> PROMPT
Locate each line in the records below that contains the word "puffer", and copy those lines in full.

> PROVIDED INFORMATION
★ ★ ★ ★
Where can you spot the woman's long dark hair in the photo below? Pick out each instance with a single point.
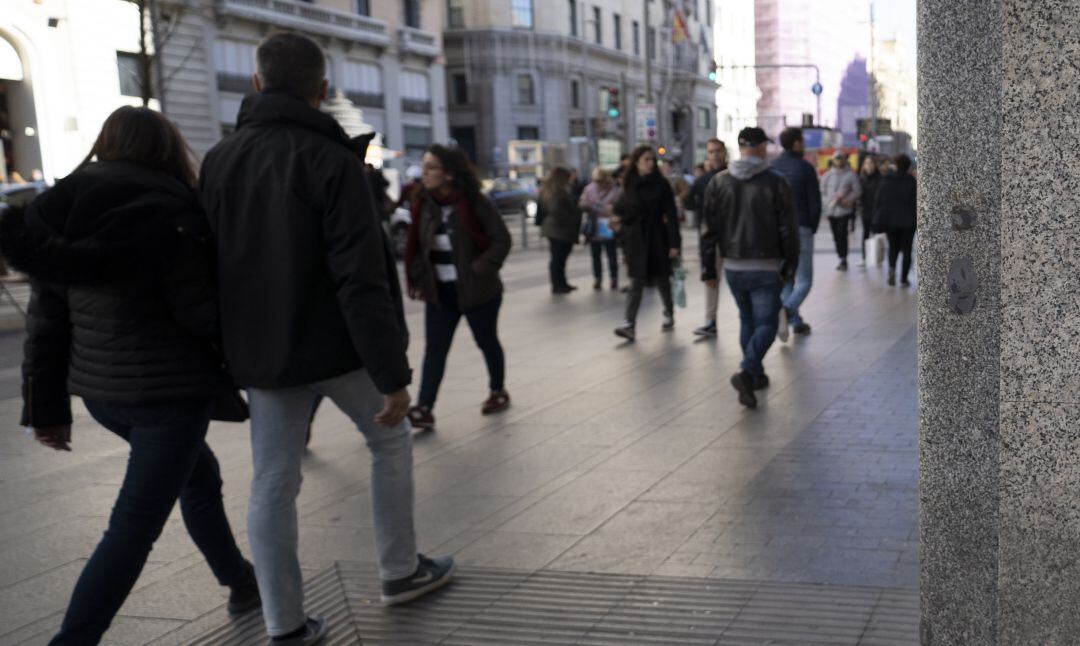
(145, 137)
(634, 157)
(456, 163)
★ ★ ★ ★
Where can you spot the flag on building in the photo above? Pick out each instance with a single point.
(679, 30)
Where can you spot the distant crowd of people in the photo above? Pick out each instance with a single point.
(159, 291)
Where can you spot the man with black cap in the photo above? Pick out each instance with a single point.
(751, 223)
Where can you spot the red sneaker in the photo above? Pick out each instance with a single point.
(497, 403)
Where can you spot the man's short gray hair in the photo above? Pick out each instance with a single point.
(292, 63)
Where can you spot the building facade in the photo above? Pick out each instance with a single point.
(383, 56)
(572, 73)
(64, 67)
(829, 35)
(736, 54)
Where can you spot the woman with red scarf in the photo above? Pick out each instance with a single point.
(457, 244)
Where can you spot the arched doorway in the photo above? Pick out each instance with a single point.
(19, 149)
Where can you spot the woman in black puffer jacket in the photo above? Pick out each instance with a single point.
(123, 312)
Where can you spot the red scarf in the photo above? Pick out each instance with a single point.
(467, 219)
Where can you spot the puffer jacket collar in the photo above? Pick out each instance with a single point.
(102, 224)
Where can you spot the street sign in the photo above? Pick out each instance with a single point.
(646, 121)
★ ★ ★ ★
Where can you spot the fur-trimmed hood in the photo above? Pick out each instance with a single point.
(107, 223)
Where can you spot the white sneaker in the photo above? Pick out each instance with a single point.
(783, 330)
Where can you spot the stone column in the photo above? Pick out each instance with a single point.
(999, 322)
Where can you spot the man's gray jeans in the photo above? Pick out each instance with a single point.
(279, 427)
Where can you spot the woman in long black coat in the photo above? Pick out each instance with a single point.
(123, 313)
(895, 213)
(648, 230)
★ ★ ★ ★
> FINAL ANSWER
Where can you spot the woman in black puffer jacket in the photo above? Pick out each instance with a single point.
Where can you spot the puffer jacket collar in the photo above? Pick out each instance with a single point.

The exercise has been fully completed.